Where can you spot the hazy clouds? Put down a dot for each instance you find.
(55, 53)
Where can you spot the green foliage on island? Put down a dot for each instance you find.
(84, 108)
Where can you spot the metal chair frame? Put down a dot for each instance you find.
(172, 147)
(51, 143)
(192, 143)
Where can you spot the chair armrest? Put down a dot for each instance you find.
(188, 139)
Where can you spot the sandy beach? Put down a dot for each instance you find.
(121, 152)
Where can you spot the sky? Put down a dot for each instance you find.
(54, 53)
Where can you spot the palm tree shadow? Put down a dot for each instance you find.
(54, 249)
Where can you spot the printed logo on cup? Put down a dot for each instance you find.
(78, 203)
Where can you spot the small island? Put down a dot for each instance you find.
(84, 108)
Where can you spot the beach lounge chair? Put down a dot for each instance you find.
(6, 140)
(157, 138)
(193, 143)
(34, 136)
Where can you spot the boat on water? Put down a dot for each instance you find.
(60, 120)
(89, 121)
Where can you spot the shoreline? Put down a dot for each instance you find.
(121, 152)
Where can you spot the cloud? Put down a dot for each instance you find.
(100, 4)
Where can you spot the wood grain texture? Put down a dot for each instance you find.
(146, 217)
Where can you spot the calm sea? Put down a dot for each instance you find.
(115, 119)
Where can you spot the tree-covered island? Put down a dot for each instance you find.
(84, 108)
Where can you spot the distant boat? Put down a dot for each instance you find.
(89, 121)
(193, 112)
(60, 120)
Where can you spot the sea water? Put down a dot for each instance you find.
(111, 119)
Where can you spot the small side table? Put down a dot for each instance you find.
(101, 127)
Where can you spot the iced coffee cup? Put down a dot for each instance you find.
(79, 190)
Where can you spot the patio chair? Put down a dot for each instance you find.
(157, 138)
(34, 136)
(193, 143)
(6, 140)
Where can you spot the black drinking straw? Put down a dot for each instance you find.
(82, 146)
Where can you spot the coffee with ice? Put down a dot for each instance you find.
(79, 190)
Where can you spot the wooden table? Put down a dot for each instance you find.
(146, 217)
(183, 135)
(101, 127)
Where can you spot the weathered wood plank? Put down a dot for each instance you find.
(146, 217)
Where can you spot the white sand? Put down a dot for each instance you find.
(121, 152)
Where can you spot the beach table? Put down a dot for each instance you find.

★ ★ ★ ★

Exercise description:
Retype the listing above word for word, every line from first to last.

Answer for this exercise:
Where can you spot the hazy clouds? Put down a dot for each instance you find.
(55, 53)
Where can you spot the green foliage on island? Put down a dot for each instance you find.
(84, 108)
Where can you spot the metal chair frame? Put down a dot for each instance you find.
(172, 147)
(51, 143)
(192, 143)
Where can you spot the chair armrest? Put down a dot for each instance you find.
(188, 139)
Where can you spot the sandy beach? Put down a dot for each instance you find.
(121, 152)
Where can you spot the sky? Put down a dot for each instance you find.
(54, 53)
Where can you spot the palm tree shadow? Put down a dot for each instance you find.
(54, 249)
Where can you spot the printed logo on cup? Put down a dot for each instance you find.
(78, 203)
Where can you spot the small island? Put down a dot for each instance you find.
(84, 108)
Where can you spot the beach lounge chair? Put down a dot for each instance you find.
(6, 140)
(157, 138)
(193, 143)
(34, 136)
Where can you spot the boat on water? Put down a dot for each instance you find.
(60, 120)
(89, 121)
Where can you spot the shoreline? Put down a dot for each instance you find.
(121, 152)
Where can you spot the cloud? Put down a dot for each instance you find.
(100, 4)
Where can you spot the wood grain texture? Put down a dot for each instance you find.
(146, 217)
Where can you spot the calm sea? Put down a dot for each instance you find.
(115, 119)
Where can you spot the tree-covered island? Put down a dot for each instance you find.
(84, 108)
Where can you spot the distant boat? Put down a dot for each instance you find.
(89, 121)
(193, 112)
(60, 120)
Where can you spot the sea water? Put down a dot for each instance you find.
(111, 119)
Where can you spot the small side table? Put down a dot for each instance you find.
(101, 127)
Where can you spot the iced coffee cup? Put down a dot for each instance you find.
(79, 190)
Where can you spot the patio chair? Put down a dot for each instance you find.
(157, 138)
(34, 136)
(193, 143)
(6, 140)
Where can you spot the black drinking straw? Put down a dot for each instance you find.
(82, 146)
Where can you spot the coffee with ice? Put down a dot for each instance you find.
(79, 190)
Where can you spot the wooden table? Put down a dot for each instance you find.
(146, 217)
(183, 135)
(101, 127)
Where can you spot the weathered wood plank? Put down a dot for each instance you find.
(146, 217)
Where can you spot the white sand? Put down a dot for each instance you find.
(121, 152)
Where can you spot the beach table? Put down a dot for each instance you find.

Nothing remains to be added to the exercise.